Listed entries >>
Start of Block

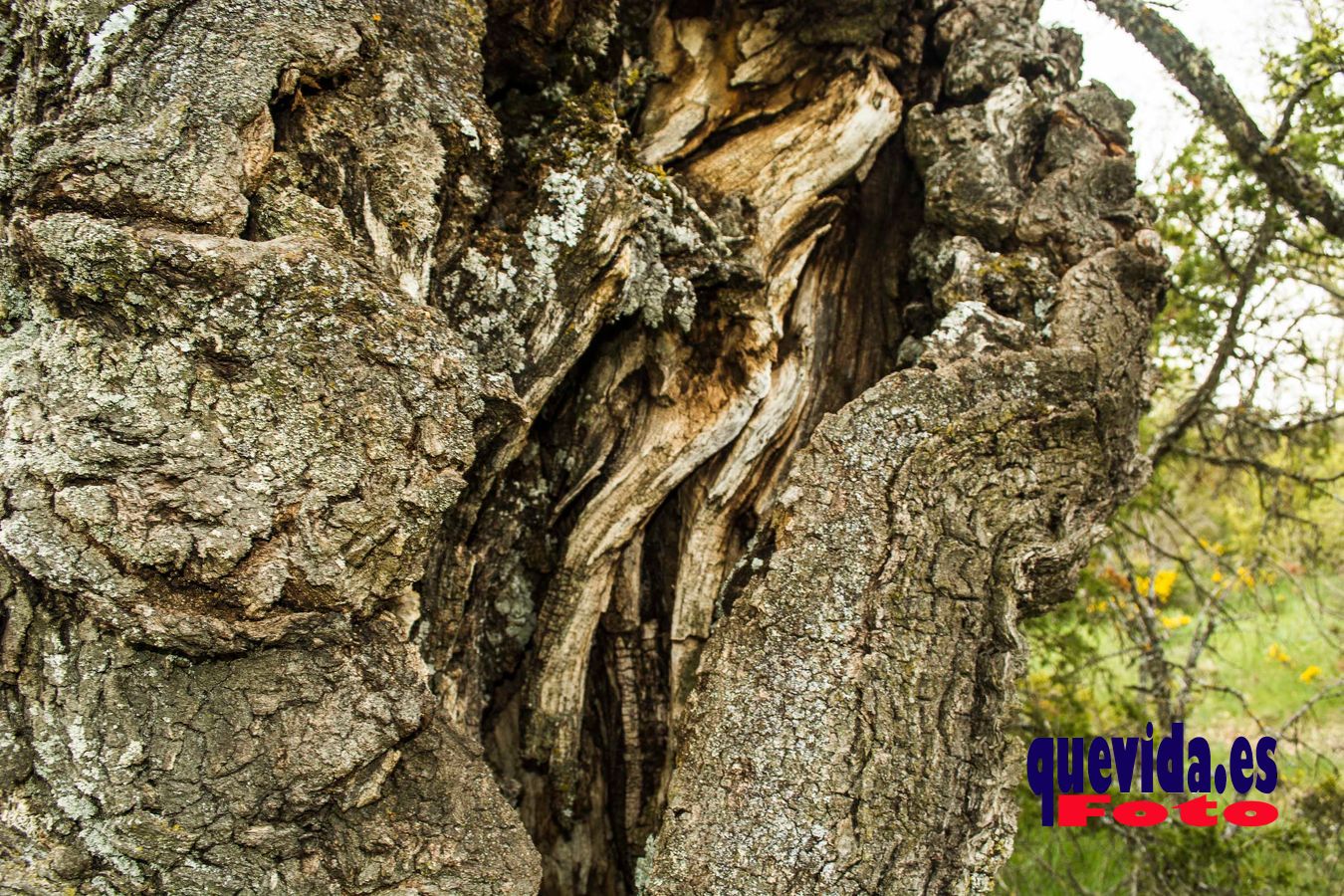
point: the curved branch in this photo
(1190, 408)
(1309, 195)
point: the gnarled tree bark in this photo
(544, 445)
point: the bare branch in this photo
(1309, 195)
(1191, 407)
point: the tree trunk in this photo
(545, 445)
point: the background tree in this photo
(481, 448)
(1230, 559)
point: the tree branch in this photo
(1190, 408)
(1309, 195)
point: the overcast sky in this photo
(1235, 33)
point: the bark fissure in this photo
(542, 446)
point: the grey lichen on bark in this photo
(531, 445)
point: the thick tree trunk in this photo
(545, 445)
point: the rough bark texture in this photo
(545, 445)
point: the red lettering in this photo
(1075, 808)
(1250, 813)
(1140, 813)
(1197, 811)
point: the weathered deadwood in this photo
(405, 400)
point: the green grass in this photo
(1298, 853)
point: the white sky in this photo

End of Block

Task >>
The answer is the line holding "point: the background tree in this photo" and all the lines after it through the end of the records, repeated exactly.

Written response >>
point: the background tree in this photo
(481, 448)
(1230, 559)
point: the tree branch in this photo
(1190, 408)
(1309, 195)
point: the overcast sky in this photo
(1235, 33)
point: the bark fissure in this photo
(542, 446)
point: the grey lichen on bark in this photo
(531, 445)
point: the thick tree trunk in this photo
(545, 445)
point: the rough bark texture in this photo
(545, 445)
point: the red lettering in this photo
(1075, 808)
(1250, 813)
(1140, 813)
(1197, 811)
point: the weathered deadwood in this photo
(405, 400)
point: the green grass in this photo
(1298, 853)
point: the white sky in this photo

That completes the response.